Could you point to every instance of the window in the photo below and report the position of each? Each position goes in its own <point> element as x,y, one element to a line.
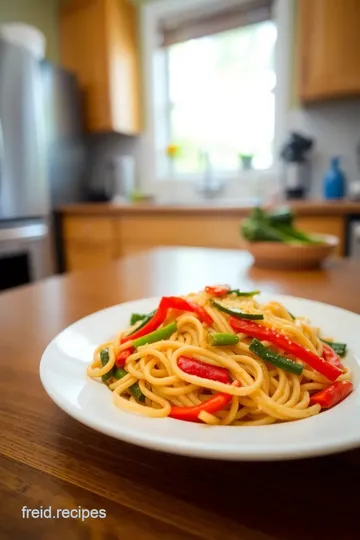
<point>220,100</point>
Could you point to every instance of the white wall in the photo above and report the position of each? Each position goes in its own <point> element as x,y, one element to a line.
<point>336,127</point>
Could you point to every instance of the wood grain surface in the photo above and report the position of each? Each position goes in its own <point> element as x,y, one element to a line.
____
- TASK PROMPT
Leave out the pictures and output the rest of the material exactly as written.

- EXERCISE SOLUTION
Could you point to every instance of the window in the photo below and report the position of each? Each position goes in its own <point> element as x,y, one element to a line.
<point>220,100</point>
Could you point to every instance of the white wall in the photo above and report the position of each? Each position goes in its own <point> element as x,y, one element to a line.
<point>336,127</point>
Could you point to every instance of the wood grain surface in the photo above and report the position of each? Each position goes in its own <point> element as x,y, one element to a line.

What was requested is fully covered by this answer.